(Beginning of Excerpted text)
Friday, March 31, 2017

"Is this another April Fool's joke?"

"The story you are about to here is real.  The names have been changed to protect the innocent..."  All joking aside, this is not another April Fool's story.  During my research for my recent post on Goodhart's Law, I came across a story that sounded a lot like an April Fool's joke.  They say that anyone who believes everything that is posted on the Internet is a fool - but this is Wikipedia after all!  Everything on Wikipedia is true, right? 

As it turns out, there was a link on the Wikipedia page for Goodhart's Law that referred me to a page on Campbell's Law (very similar concept - I discussed this one in my post as well).  I decided to look up more information on Campbell's Law and was referred to a Wikipedia page on the so-called "Cobra effect".  The "Cobra effect" is basically another name for something that is called the "Law of Unintended Consequences."  As the story goes, during the British colonial rule of India, there was a big problem with cobras - they were killing a lot of people.  The British government decided to control the cobra population (smart administrators that they were) by offering a bounty for each dead cobra that was brought to the local authorities.  What a great way to encourage the local population to take matters into their own hands, right?  Well, unfortunately, the plan backfired.  The local entrepreneurs started breeding cobras so that they could turn more cobras in to the government authorities and make a nice profit!  The government caught on fairly quickly and abandoned the program.  The entrepreneurs released the cobras that were bred in captivity into the wild - and the cobra population increased to even higher numbers than before the program started! 

The Wikipedia page on the "Cobra effect" also mentions the "Rat effect."  The time and place this time was the country of Vietnam under French colonial rule.  The French government wanted to control the local rat population and offered a bounty for each rat tail that the locals brought in to the authorities (thinking that to get the rat tail, the rat would have to be killed).  Again, in this particular case, the locals would cut of the tail and release the rat - the rat would then be free to breed and further increase the rat population (more tails = more money).
(End of Excerpted text)
# Complete the following
a - In the blog post on the Cobra effect, what did the French government in Vietnam pay a bounty for?
b - Carry on the blog post on the Cobra effect from its final sentence.
(Beginning of Data shown)
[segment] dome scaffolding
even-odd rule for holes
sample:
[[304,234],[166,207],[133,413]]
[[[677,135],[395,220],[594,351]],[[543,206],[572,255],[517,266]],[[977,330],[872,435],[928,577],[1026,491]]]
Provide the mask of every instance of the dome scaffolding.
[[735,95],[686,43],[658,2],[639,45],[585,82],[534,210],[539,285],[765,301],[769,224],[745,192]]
(End of Data shown)
# Outputs for the tasks
a - Each rat tail the locals brought in to the authorities.

b -
I don't know if these stories are true or not.  However, I am reminded of a similar story that seems beyond belief, but I know it to be true.  I was stationed at the Naval Hospital in Guam right after my pediatrics residency training.  Guam is known for a lot of things.  For example, Guam is home to the largest Kmart store in the world - it's true, look it up!  The citizens of Guam are the number 1 per capita consumers of Spam in the world (also true).  But did you know that there are more snakes on Guam than there are humans?  At some point during World War II, a supply ship brought (by accident and unbeknownst to the crew and local authorities) the Brown Tree Snake from Papua New Guinea to Guam.  The Brown Tree Snake is venomous - the Brown Tree Snake does not have fangs like a rattlesnake.  It injects its venom by chewing repetitively on its victim (similar to the North American Coral snake).  The Brown Tree Snake has no local predator - it completely wiped out Guam's indigenous bird population (there are no exotic birds on Guam!).  The snake is also responsible for very frequent power outages, and the local authorities are always concerned about snakes "sneaking aboard" another ship or plane and wreaking havoc on the bird population of another island, such as Hawaii.  Well, to make a long story short, there have been a lot of outlandish schemes to try to control (or even eliminate) the Brown Tree Snake population.  The strangest that I have heard so far?  Apparently the over-the-counter medication, acetaminophen is highly poisonous to the snake.  The U.S. military apparently placed pellets of acetaminophen into dead mice, attached parachutes to the mice, and dropped the mice by plane over the jungle canopy with the hopes that the mice will get caught in the trees, where they will be ingested by the snakes.  Sounds like a crazy, far-fetched April Fool's joke, but it is completely true (look it up or just read the article here.  I can't imagine what the "Law of Unintended Consequences" would have to say about this one, but I guess we will just have to wait and see.

The moral of the story for today - beware the "unintended consequences."